**SET EXERCISE**
Identify every line in the records below that contains the word "which", and copy each of those lines.

**A series of records**

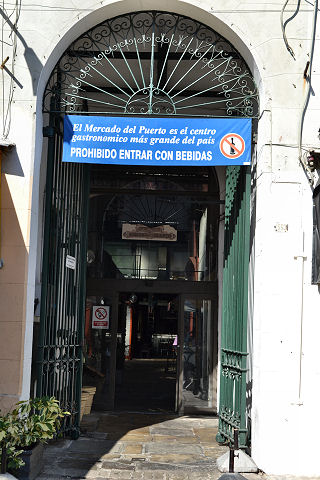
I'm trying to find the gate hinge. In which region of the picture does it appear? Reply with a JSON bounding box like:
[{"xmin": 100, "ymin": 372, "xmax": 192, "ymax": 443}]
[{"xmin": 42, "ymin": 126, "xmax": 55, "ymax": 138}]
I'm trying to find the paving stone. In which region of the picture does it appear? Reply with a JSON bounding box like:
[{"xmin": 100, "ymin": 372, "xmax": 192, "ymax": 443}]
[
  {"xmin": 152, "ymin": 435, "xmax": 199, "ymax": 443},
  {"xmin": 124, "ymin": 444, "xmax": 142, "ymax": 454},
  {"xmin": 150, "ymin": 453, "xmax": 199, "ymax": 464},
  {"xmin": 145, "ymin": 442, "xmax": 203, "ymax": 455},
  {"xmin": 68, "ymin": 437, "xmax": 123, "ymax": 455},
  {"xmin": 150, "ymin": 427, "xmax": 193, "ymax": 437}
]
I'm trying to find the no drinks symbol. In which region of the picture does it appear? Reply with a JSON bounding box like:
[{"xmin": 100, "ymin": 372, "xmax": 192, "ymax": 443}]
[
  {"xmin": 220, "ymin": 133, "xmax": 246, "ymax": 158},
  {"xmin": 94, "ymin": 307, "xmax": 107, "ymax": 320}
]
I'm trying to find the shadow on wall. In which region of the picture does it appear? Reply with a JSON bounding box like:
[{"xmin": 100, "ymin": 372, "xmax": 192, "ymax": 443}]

==

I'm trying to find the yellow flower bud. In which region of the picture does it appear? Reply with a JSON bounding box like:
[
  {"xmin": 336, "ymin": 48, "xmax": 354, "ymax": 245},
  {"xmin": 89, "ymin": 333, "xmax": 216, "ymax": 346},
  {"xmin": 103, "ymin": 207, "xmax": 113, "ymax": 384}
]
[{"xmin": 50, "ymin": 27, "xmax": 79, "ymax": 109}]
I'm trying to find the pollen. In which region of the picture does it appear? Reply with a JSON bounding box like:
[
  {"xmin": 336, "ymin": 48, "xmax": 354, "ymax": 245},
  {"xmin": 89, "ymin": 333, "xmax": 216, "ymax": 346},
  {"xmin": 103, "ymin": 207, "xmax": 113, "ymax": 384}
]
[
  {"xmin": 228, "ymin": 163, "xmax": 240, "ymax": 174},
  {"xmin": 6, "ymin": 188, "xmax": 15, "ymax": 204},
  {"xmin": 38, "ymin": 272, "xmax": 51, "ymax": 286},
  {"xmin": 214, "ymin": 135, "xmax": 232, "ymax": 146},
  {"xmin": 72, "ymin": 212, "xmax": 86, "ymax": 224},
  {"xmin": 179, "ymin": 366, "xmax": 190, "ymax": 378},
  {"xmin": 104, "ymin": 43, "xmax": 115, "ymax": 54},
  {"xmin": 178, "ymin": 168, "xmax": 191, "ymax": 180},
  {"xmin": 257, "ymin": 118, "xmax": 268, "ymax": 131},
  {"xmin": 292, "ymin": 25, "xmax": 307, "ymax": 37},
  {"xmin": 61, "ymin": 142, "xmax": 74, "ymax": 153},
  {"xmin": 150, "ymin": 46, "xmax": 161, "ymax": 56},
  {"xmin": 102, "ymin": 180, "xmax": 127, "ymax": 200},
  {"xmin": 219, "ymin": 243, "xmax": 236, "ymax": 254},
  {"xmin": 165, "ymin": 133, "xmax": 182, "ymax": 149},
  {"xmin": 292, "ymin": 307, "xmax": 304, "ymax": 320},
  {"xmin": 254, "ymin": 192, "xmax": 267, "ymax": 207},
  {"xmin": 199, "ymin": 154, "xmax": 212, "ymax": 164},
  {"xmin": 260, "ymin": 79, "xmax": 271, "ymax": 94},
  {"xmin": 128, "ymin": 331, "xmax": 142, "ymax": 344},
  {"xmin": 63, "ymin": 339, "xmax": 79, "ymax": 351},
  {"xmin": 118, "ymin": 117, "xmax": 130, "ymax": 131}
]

* * *

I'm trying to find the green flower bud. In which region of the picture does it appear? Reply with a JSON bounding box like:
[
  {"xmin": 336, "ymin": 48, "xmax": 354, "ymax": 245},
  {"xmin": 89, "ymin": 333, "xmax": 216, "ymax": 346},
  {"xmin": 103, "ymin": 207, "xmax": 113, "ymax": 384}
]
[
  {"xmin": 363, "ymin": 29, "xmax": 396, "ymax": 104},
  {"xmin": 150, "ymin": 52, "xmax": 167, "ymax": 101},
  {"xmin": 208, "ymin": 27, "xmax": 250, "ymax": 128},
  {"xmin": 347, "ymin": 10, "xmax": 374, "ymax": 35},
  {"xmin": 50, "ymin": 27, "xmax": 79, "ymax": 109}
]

**RESULT BELOW**
I'm trying to find the gate hinge. In which region of the picture does it appear? Reply with a JSON bounding box like:
I'm trying to find the paving stone. In which region of the picture does it appear? Reply with a JSON bounding box like:
I'm trying to find the no drinks symbol. In which region of the picture does it appear? Reply with a JSON bounding box like:
I'm trying to find the shadow on wall. In which region of the picture does it appear? Reply with a JSON bounding box like:
I'm trying to find the yellow flower bud. In which region of the picture does it appear? Reply with a JSON bounding box like:
I'm trying to find the pollen. In which region of the picture does it appear? Reply with a JSON bounding box like:
I'm trying to find the green flower bud. In which region of the picture does it appear? Reply with a JSON bounding box like:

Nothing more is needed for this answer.